» **INSTRUCTIONS FOR THE TASK**: Put every line of the records below into a JSON list of strings, with one string for each line and any blank lines left out.

» **PROVIDED ENTRIES**:
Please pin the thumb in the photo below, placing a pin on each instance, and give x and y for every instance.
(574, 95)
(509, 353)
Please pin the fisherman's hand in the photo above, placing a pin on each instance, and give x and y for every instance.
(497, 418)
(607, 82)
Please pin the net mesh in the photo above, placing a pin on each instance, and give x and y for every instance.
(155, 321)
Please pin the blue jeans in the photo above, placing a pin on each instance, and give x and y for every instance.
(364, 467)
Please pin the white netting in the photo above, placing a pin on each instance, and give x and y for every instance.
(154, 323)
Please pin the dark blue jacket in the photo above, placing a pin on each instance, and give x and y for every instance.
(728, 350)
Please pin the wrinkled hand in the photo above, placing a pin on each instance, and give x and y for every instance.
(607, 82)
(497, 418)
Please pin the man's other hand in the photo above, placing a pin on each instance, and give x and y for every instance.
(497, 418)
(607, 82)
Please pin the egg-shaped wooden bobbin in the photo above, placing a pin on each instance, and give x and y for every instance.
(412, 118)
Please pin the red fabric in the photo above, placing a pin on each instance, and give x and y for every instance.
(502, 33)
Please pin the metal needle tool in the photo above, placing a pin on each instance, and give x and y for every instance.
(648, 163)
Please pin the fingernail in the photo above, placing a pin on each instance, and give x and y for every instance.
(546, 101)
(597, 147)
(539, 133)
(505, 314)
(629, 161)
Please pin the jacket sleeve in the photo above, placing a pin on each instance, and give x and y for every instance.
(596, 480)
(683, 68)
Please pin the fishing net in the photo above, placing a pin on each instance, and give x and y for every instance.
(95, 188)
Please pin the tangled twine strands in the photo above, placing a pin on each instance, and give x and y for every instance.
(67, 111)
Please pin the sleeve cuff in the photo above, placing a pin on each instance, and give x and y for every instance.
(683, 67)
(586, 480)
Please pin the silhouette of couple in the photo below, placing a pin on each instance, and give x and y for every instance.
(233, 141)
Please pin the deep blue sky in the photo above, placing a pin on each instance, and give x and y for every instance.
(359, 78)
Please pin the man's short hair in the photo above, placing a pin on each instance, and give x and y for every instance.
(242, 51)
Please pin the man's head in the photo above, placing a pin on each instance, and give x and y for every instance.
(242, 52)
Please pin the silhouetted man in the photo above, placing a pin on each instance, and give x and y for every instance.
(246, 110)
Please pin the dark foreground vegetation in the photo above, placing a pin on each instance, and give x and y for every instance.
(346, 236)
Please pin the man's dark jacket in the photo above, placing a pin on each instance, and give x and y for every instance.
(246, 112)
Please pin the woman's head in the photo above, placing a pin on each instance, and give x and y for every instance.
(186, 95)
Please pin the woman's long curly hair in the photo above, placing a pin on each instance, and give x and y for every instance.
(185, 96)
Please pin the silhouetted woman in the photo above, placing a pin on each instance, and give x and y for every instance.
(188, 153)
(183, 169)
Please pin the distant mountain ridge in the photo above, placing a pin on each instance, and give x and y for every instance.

» **EXPECTED ANSWER**:
[
  "Please pin the thumb in the photo below, placing a pin on each instance, and give x and y for every instance.",
  "(574, 95)",
  "(509, 353)",
  "Please pin the fisherman's hand in the photo above, placing a pin on each instance, and give x and y for every instance.",
  "(497, 418)",
  "(607, 82)",
  "Please pin the net mesh in the photo above, placing a pin on each instance, and give x and y for every instance.",
  "(155, 321)",
  "Please pin the blue jeans in the photo above, placing a pin on each instance, and give x and y for every instance.",
  "(364, 467)",
  "Please pin the white netting in the photo above, placing a pin on each instance, and give x and y for every instance.",
  "(154, 323)",
  "Please pin the dark blue jacket in the photo above, placing a pin on each instance, and give x and y for every instance.",
  "(728, 350)",
  "Please pin the wrinkled hand in the photo above, placing a pin on each instance, and give x and y for every instance.",
  "(607, 82)",
  "(497, 418)",
  "Please pin the man's other hand in the photo above, placing a pin on each instance, and give x and y for every instance.",
  "(497, 418)",
  "(607, 82)",
  "Please pin the egg-shaped wooden bobbin in the photo above, placing a pin on each instance, and give x and y for every instance.",
  "(412, 118)",
  "Please pin the red fabric in the photo above, placing a pin on each instance, and give x and y for every instance.",
  "(502, 33)",
  "Please pin the metal needle tool in the photo above, placing a pin on each instance, and give x and y for every instance.",
  "(648, 163)",
  "Please pin the fingernail in the photo above, placing a pin on each instance, and give x and y for every instance.",
  "(546, 101)",
  "(597, 147)",
  "(539, 133)",
  "(505, 314)",
  "(629, 161)",
  "Please pin the jacket sleeve in the photo above, placing a pin on each instance, and give x and y for every instance.",
  "(596, 480)",
  "(683, 68)",
  "Please pin the fishing net in the photo above, placing a pin on each instance, and give x and y for every instance.",
  "(95, 188)",
  "Please pin the tangled twine strands in the photo above, placing a pin on each instance, and give x and y for every instance.",
  "(67, 111)",
  "Please pin the sleeve cuff in the photo above, placing a pin on each instance, and give x and y for every instance.",
  "(683, 67)",
  "(586, 480)",
  "Please pin the silhouette of couple in the photo below, placing a pin on each instance, and give x and y for every instance.",
  "(233, 141)",
  "Please pin the deep blue sky in the photo above, placing a pin on each instance, and give x and y for every instance.",
  "(359, 78)",
  "Please pin the man's short hair in the photo above, placing a pin on each instance, and give x and y for every instance.",
  "(242, 51)",
  "Please pin the man's head in the photo above, placing a pin on each instance, and give x and y for every instance.",
  "(242, 52)",
  "Please pin the silhouetted man in the photo above, placing a pin on each instance, and give x and y for every instance.",
  "(246, 110)",
  "Please pin the dark foreground vegetation in the photo above, placing a pin on each instance, and give x and y for every instance.",
  "(346, 236)",
  "Please pin the man's dark jacket in the photo above, placing a pin on each instance, and give x and y for every instance.",
  "(246, 112)",
  "Please pin the woman's head in the photo above, placing a pin on each instance, and give x and y for every instance.",
  "(186, 95)",
  "Please pin the woman's long curly hair in the photo above, placing a pin on each instance, and give x and y for every instance.",
  "(185, 96)",
  "Please pin the silhouetted woman in the photo above, placing a pin on each instance, and give x and y for every instance.",
  "(188, 153)",
  "(183, 169)",
  "Please pin the distant mountain ridge in the photo above, placing a pin on each instance, and give x and y for every instance."
]